**WHAT IS EXPECTED**.
Copy the lines below verbatim, beginning with the line that includes "Each instance receives one keypoint. Annotate the clothing" and continuing to the end; leave out everything before it.

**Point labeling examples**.
════════════════════
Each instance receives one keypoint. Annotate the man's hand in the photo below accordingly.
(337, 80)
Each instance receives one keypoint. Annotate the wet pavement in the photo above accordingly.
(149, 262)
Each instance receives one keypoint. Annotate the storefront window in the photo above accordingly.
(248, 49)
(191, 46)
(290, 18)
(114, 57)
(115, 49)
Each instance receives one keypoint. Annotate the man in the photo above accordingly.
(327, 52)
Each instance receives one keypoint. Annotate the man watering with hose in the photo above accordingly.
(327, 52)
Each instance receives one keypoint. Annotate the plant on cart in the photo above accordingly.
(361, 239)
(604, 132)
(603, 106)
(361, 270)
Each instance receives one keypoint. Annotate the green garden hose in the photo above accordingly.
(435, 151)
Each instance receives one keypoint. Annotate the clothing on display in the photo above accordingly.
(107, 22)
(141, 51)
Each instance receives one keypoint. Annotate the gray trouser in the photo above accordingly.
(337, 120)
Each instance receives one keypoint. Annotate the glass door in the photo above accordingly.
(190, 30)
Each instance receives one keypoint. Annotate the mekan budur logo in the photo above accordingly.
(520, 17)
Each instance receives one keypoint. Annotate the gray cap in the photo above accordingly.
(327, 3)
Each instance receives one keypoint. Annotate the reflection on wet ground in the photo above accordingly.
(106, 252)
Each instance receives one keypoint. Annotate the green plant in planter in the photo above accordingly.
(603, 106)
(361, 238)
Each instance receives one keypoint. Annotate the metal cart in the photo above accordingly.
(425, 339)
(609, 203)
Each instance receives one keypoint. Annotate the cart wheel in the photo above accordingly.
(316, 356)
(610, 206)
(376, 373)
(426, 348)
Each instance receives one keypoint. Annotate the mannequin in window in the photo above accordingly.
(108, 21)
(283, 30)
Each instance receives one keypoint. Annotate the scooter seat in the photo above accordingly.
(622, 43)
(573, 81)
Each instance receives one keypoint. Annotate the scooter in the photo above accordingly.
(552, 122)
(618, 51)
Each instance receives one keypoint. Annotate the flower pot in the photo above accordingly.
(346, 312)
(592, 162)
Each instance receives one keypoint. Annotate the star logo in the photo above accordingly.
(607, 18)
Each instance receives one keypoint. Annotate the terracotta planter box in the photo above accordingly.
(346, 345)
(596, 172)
════════════════════
**TASK RESPONSE**.
Each instance receives one keypoint. Annotate the clothing on display in the photo above accordingly.
(107, 22)
(141, 51)
Each instance receives one keypoint. Annotate the gray trouser in the photo above accordingly.
(337, 120)
Each instance receives one keypoint. Annotate the glass door in the photo above accordingly.
(190, 30)
Each instance receives one keypoint. Annotate the mekan budur logo in the photo above accordingly.
(520, 17)
Each instance receives one keypoint. Annotate the gray cap in the photo above accordingly.
(327, 3)
Each instance receives one keypoint. Annotate the reflection on wet ground in the photo above accordingly.
(106, 252)
Each instance receives one keypoint. Annotate the green plant in planter in the photo above accordingly.
(603, 106)
(361, 238)
Each instance receives one keypoint. Annotate the metal cart in the photo above accordingly.
(425, 339)
(609, 203)
Each instance receives one keypoint. Annotate the cart wheel in the photo above accordingly.
(316, 356)
(610, 206)
(376, 373)
(426, 348)
Each instance receives one keypoint. Annotate the mannequin in window in the photo above accordingly.
(108, 21)
(283, 30)
Each instance receives one keypoint. Annotate the scooter seat in the photo above accordingly.
(622, 43)
(573, 81)
Each instance receives one keypoint. Annotate the scooter in the photo above accordingly.
(552, 122)
(618, 51)
Each instance receives one keypoint. Annotate the flower pot in the photo above accordingly.
(346, 312)
(592, 162)
Each instance receives one keypoint. Annotate the star logo in the photo above accordingly.
(607, 18)
Each instance receives one keypoint. Annotate the terracotta planter box in the photo above accordingly.
(346, 345)
(596, 172)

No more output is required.